→ **Exercise goal**
Could you reproduce everything from the line containing "Target: deep blue water" down to the end of the material, both ends included, keeping all the text unchanged but multiplying each point coordinate by 2.1 and rounding it to a whole number, with halves rounded up? Leave the pictures out of your answer.

============================================================

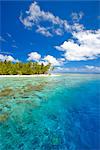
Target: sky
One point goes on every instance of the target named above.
(64, 33)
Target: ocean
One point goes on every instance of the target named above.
(50, 113)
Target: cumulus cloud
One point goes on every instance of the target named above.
(35, 16)
(8, 58)
(44, 31)
(52, 60)
(77, 16)
(34, 56)
(84, 45)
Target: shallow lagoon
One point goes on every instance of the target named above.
(50, 113)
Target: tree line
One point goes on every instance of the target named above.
(19, 68)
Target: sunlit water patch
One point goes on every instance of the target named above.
(50, 113)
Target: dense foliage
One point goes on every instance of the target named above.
(19, 68)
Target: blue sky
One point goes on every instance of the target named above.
(64, 33)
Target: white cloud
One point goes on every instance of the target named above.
(35, 16)
(44, 31)
(84, 45)
(8, 58)
(77, 16)
(34, 56)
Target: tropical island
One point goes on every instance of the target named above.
(19, 68)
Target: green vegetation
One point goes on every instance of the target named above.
(19, 68)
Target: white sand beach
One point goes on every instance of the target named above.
(40, 75)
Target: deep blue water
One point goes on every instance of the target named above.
(50, 113)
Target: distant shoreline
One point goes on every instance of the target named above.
(36, 75)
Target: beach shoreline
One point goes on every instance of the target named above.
(36, 75)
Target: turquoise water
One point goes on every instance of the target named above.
(50, 113)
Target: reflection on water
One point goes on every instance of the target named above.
(51, 113)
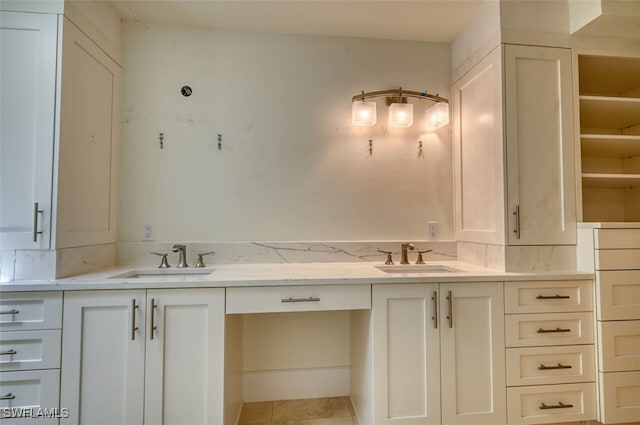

============================================================

→ **Answer below**
Target: deep blue water
One point goes on every instance of the target named above.
(105, 237)
Target: distant shoreline
One point goes on every instance of the target named above.
(76, 158)
Target: beach shoreline
One point goes on every instance of the target named above.
(76, 158)
Target: turquoise water
One point goes on every instance of the target named above.
(105, 237)
Target: reflection on water
One point goes on every instance of the target named above.
(107, 237)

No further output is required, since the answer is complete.